Your task is to return the line containing "the photo below." plus every line after it, exactly and with nothing added.

-- Begin Data for the task --

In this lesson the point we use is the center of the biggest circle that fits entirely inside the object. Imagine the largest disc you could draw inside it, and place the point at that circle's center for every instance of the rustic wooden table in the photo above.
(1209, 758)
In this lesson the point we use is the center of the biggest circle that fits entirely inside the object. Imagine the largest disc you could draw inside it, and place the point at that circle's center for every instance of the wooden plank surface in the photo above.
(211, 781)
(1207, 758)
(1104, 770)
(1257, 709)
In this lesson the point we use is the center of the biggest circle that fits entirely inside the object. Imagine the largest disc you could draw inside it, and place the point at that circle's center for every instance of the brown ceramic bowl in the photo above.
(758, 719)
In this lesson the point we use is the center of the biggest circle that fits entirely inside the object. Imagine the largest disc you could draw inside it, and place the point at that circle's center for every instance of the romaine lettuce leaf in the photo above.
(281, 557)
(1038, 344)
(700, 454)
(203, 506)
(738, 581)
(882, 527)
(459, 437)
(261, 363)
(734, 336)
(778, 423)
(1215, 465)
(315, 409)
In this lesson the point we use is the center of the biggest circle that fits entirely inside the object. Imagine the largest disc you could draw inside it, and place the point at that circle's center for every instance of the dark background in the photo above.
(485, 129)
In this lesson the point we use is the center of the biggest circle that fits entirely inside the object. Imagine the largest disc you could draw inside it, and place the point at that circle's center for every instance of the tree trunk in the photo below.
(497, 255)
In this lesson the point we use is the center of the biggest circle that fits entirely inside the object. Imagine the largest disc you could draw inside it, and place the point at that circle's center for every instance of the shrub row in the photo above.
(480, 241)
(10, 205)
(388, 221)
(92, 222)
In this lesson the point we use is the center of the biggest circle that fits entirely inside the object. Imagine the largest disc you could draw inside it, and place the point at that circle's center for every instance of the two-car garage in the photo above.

-- End Data for the task --

[Reply to the task]
In this lesson the point we use is the center of the biggest circle that fits entirely inside the object. Imagine the largest disc you could draw inside it, and place the point at that circle's center for every instance of the tree trunk in the photo below.
(497, 255)
In this lesson the point we use is the center of the biggest circle that fits entirely inside the object. Imagine the largest disc you could draw inside it, and place the point at that circle's center for every instance of the shrub row in the photo above.
(480, 241)
(10, 205)
(388, 221)
(92, 222)
In this lesson the point we use is the center of the biggest circle that fits entirely inside the object. Imagine the largest disc you could draw inside it, and place the point at that circle's center for every instance of the two-car garage in the photo above.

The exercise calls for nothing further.